─── AUSGANGSDOKUMENT

Daß es eine unverhältnismäßige Anstrengung erfordern würde, diese von mir überprüfte Behauptung lege artis zu dokumentieren, zeigt, wie dringend wir einer kritischen Werkausgabe bedürfen.

II. Kritik des Begriffs „Gemeinschaftsgefühl"

Diese Kritik versteht sich als ein Aufruf, die analytischen Positionen Adlers vor seiner Wende zu einer harmonisierenden, beschönigenden Individualpsychologie wieder freizulegen. Zum Original-Adler gehört die Streitbarkeit, darum will ich, was ich zu sagen habe, auch in vier streitbare Thesen kleiden:

1. These: Der Begriff „Gemeinschaftsgefühl" ist ungeeignet, das Kriterium der psychischen Gesundheit zu benennen; denn Gemeinschaftsgefühl ist als WertPhänomen ambivalent.

Es ist Adler nicht gelungen, das Wertkriterium, das er dem Gemeinschaftsgefühl beilegen wollte, zu finden. Gemeinschaften unterscheiden sich. Ein Bachchor, eine meditierende Zen-Gemeinschaft, ein Fan-Club des FC-Bayern, schunkelnde Karnevalisten und paradierende Funkenmariechen, eine U-Boot-Mannschaft, eine Heilsarmeegruppe: Ist es das Gemeinschaftsgefühl, was sie unterscheidet? Und können nicht ganz verschiedene Motive die Zugehörigkeit zur Gemeinschaft bestimmen? Die Literatur und das Leben kennen die edle Räuberbraut und den terroristischen Gottesstreiter (vgl. Antoch 1981, Wiegand 1987).

──────

AUFGABE 1:
Beantworten Sie diese Fragen zum Text über das Gemeinschaftsgefühl:
(a) Wessen bedarf man laut dem ersten Satz dringend?
(b) In wie viele Thesen wird die Kritik gekleidet?
(c) Welche beiden Gestalten kennen laut dem Text die Literatur und das Leben?
AUFGABE 2: Schreiben Sie aus dem Text über das Gemeinschaftsgefühl den Teil genau ab, der mit den Worten „Es ist Adler“ beginnt und mit „1981, Wiegand 1987).“ endet.

─── ANGEZEIGTE DATEN

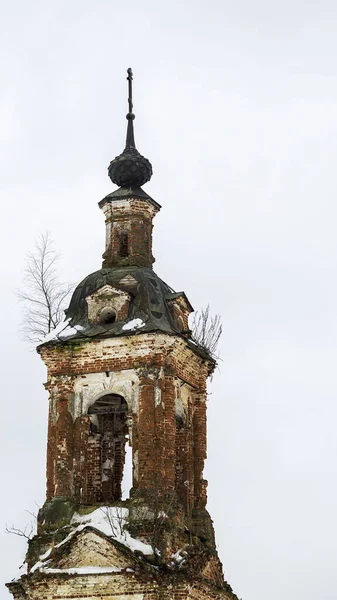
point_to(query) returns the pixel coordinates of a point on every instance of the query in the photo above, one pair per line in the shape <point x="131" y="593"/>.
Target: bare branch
<point x="28" y="532"/>
<point x="206" y="331"/>
<point x="43" y="296"/>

──────

ERGEBNIS 1:
(a) Einer kritischen Werkausgabe.
(b) In vier streitbare Thesen.
(c) Die edle Räuberbraut und den terroristischen Gottesstreiter.

ERGEBNIS 2:
Es ist Adler nicht gelungen, das Wertkriterium, das er dem Gemeinschaftsgefühl beilegen wollte, zu finden. Gemeinschaften unterscheiden sich. Ein Bachchor, eine meditierende Zen-Gemeinschaft, ein Fan-Club des FC-Bayern, schunkelnde Karnevalisten und paradierende Funkenmariechen, eine U-Boot-Mannschaft, eine Heilsarmeegruppe: Ist es das Gemeinschaftsgefühl, was sie unterscheidet? Und können nicht ganz verschiedene Motive die Zugehörigkeit zur Gemeinschaft bestimmen? Die Literatur und das Leben kennen die edle Räuberbraut und den terroristischen Gottesstreiter (vgl. Antoch 1981, Wiegand 1987).